■ AUFGABE ■
Ändere in den Zeilen vom Anfang bis einschließlich der Zeile mit „xmin=0 ymin=201 xmax=160 ymax=251“ jedes „windowsill“ in „window ledge“, und gib diese Zeilen sonst unverändert wieder. Lass die Bilder in deiner Antwort weg.

[Einige Einträge]
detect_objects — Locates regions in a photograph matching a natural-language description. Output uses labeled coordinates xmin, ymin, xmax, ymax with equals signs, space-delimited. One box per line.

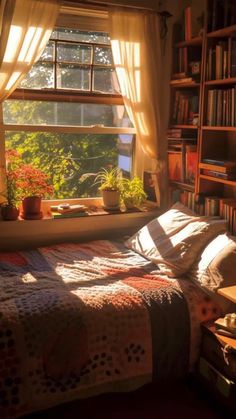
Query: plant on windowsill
xmin=18 ymin=164 xmax=53 ymax=220
xmin=1 ymin=150 xmax=20 ymax=221
xmin=121 ymin=176 xmax=147 ymax=209
xmin=94 ymin=167 xmax=122 ymax=210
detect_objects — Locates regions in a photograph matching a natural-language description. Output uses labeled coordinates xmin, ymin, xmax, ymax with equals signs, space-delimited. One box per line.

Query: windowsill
xmin=0 ymin=201 xmax=160 ymax=251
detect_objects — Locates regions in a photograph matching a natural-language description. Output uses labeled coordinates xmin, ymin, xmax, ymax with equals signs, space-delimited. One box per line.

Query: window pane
xmin=19 ymin=62 xmax=54 ymax=89
xmin=6 ymin=132 xmax=133 ymax=199
xmin=51 ymin=28 xmax=110 ymax=44
xmin=57 ymin=64 xmax=91 ymax=90
xmin=94 ymin=47 xmax=113 ymax=65
xmin=93 ymin=67 xmax=120 ymax=93
xmin=57 ymin=42 xmax=92 ymax=64
xmin=40 ymin=41 xmax=54 ymax=61
xmin=3 ymin=100 xmax=132 ymax=127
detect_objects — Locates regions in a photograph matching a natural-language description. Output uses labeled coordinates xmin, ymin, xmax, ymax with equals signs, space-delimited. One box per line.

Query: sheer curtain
xmin=0 ymin=0 xmax=60 ymax=201
xmin=109 ymin=7 xmax=166 ymax=205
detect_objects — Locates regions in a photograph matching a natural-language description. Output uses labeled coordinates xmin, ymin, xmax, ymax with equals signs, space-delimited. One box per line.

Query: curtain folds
xmin=109 ymin=7 xmax=165 ymax=160
xmin=0 ymin=0 xmax=60 ymax=102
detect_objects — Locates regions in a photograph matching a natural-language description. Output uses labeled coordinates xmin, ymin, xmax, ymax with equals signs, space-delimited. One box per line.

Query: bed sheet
xmin=0 ymin=240 xmax=221 ymax=418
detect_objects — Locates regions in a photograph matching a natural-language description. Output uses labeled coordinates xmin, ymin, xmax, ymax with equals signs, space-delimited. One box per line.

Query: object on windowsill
xmin=51 ymin=204 xmax=88 ymax=214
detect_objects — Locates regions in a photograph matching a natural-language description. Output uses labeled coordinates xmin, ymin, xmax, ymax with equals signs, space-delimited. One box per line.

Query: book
xmin=168 ymin=151 xmax=183 ymax=182
xmin=202 ymin=169 xmax=236 ymax=180
xmin=52 ymin=211 xmax=89 ymax=219
xmin=199 ymin=159 xmax=236 ymax=174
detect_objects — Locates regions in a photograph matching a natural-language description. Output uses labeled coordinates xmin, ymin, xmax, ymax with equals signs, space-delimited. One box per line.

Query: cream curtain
xmin=109 ymin=7 xmax=166 ymax=205
xmin=0 ymin=0 xmax=59 ymax=102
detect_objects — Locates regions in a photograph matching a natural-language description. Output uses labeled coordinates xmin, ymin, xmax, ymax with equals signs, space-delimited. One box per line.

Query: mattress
xmin=0 ymin=240 xmax=221 ymax=418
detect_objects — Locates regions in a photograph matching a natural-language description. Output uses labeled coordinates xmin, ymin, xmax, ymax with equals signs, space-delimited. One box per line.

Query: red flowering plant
xmin=3 ymin=150 xmax=53 ymax=204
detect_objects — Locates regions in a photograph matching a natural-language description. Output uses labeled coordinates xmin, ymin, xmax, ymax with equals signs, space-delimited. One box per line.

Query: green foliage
xmin=94 ymin=167 xmax=122 ymax=191
xmin=121 ymin=176 xmax=147 ymax=208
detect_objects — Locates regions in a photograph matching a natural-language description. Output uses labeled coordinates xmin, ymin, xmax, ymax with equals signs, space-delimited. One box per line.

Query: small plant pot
xmin=1 ymin=205 xmax=19 ymax=221
xmin=102 ymin=189 xmax=120 ymax=210
xmin=22 ymin=196 xmax=42 ymax=220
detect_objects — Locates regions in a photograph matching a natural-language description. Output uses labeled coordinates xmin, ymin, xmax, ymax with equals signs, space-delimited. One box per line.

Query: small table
xmin=217 ymin=285 xmax=236 ymax=303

■ LÖSUNG ■
detect_objects — Locates regions in a photograph matching a natural-language description. Output uses labeled coordinates xmin, ymin, xmax, ymax with equals signs, space-delimited. One box per line.

Query: plant on window ledge
xmin=18 ymin=164 xmax=53 ymax=220
xmin=1 ymin=150 xmax=20 ymax=221
xmin=121 ymin=176 xmax=147 ymax=209
xmin=94 ymin=167 xmax=122 ymax=210
detect_objects — Locates regions in a photograph matching a natural-language description. Output uses labeled coordinates xmin, ymin, xmax, ymax with equals signs, space-delimited. One box per line.

Query: window ledge
xmin=0 ymin=201 xmax=160 ymax=251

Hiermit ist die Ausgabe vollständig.